Render the lines of the records as a Markdown table with the columns "Row" and "Line text," giving each row a number and omitting any blank lines. Begin at the line that contains "of the blue" and stop after the last line of the records.

• Given information:
□ □ □

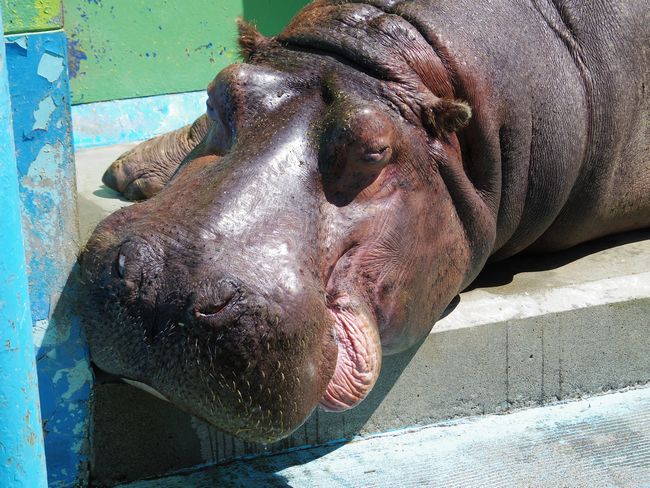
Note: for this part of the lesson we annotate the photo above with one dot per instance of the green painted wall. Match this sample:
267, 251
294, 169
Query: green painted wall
31, 15
133, 48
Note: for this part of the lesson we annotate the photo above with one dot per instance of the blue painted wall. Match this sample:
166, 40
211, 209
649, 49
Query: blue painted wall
40, 99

□ □ □

• Right answer:
| Row | Line text |
|---|---|
| 1 | Note: for this part of the lesson we annotate the photo above with one dot per instance of the blue painted wall. Match this sample: |
| 2 | 166, 40 |
| 3 | 211, 209 |
| 4 | 649, 49 |
| 5 | Query: blue painted wall |
| 6 | 40, 99 |